• _PROBLEM TO SOLVE_: List every line of the records that contains the string "given", matching case exactly.
◇ ◇ ◇ ◇ ◇ ◇ ◇
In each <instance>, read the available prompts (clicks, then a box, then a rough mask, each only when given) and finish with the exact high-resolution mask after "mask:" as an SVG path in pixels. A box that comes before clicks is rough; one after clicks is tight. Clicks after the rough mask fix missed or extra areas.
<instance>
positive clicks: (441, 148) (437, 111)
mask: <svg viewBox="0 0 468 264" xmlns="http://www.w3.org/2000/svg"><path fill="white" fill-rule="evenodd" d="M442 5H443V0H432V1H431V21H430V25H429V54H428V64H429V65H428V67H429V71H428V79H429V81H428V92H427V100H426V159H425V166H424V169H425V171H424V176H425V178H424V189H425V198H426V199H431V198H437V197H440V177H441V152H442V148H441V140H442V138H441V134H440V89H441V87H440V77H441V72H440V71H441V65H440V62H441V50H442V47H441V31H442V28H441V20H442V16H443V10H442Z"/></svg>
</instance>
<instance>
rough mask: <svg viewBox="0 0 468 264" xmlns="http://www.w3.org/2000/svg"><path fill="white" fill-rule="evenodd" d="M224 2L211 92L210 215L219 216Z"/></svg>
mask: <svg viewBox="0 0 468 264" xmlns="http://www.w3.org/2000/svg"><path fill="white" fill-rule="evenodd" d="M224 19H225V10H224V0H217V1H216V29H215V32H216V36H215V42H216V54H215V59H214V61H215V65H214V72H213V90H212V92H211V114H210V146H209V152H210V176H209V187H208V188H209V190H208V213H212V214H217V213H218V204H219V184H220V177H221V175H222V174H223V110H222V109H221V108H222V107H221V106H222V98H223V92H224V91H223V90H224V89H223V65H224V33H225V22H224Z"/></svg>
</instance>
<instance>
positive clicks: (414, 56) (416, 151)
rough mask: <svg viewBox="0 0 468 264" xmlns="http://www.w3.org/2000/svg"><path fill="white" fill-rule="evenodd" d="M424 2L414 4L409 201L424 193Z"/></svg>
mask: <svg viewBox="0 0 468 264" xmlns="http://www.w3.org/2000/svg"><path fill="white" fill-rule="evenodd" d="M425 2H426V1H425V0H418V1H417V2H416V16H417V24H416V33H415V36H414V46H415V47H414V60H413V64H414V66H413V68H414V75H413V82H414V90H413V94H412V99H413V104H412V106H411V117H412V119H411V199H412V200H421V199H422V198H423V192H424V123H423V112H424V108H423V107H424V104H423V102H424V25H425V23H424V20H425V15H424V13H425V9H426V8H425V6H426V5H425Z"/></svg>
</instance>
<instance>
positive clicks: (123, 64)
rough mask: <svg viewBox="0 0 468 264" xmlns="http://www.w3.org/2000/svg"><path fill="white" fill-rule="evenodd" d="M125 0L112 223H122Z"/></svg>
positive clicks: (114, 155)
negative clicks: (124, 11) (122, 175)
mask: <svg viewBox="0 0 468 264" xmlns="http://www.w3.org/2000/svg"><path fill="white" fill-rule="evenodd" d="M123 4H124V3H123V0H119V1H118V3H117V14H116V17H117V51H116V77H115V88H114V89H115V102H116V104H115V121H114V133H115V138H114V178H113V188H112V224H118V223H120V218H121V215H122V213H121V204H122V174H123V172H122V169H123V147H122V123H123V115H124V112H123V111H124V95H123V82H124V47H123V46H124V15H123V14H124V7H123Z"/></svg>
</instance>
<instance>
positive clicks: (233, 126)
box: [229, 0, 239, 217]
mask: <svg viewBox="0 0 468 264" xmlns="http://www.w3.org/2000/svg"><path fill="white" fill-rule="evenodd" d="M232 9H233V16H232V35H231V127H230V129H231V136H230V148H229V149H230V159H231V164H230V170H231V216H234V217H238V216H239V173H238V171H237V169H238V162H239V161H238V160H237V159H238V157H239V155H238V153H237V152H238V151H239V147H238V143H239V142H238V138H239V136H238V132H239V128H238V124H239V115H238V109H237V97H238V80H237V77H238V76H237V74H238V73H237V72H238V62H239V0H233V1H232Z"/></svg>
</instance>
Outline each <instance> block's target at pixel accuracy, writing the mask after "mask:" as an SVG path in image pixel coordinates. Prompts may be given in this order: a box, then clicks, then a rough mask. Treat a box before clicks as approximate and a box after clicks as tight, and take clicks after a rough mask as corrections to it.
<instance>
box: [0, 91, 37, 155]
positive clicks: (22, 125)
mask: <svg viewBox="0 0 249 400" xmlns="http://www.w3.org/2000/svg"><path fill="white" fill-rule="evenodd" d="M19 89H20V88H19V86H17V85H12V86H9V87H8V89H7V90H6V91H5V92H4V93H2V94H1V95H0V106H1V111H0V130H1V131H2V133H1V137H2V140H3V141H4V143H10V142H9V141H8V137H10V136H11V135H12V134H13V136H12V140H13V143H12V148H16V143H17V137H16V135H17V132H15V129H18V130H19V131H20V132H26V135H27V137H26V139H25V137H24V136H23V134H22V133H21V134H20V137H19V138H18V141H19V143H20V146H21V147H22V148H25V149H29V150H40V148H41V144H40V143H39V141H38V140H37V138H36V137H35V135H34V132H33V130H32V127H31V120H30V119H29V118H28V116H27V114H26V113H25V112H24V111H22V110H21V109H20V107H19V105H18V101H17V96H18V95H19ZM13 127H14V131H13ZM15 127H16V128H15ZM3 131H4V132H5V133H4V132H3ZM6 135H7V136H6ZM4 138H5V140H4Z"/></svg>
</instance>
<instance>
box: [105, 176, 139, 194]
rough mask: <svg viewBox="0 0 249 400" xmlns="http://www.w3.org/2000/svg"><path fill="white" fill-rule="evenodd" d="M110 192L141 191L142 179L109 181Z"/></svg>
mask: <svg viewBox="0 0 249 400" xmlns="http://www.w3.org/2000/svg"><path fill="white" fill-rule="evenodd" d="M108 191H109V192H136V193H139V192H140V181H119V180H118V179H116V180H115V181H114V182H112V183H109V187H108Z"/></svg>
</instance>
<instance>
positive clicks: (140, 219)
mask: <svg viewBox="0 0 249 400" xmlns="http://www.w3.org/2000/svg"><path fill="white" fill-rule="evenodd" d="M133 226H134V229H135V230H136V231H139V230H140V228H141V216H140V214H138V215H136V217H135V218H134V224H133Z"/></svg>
◇ ◇ ◇ ◇ ◇ ◇ ◇
• _SOLUTION FOR THIS TASK_:
In each <instance>, read the available prompts (clicks, then a box, then a rough mask, each only when given) and finish with the exact high-resolution mask after "mask:" as an SVG path in pixels. A box that comes before clicks is rough; one after clicks is tight. Clicks after the rough mask fix missed or extra areas.
Outline each <instance> block's target at pixel accuracy, writing the mask after "mask:" as an SVG path in image pixel coordinates. Prompts may be given in this order: a box, then clicks, then a rough mask. Treat a box before clicks as approximate and a box after clicks as tight, and take clicks after a rough mask as corrections to it.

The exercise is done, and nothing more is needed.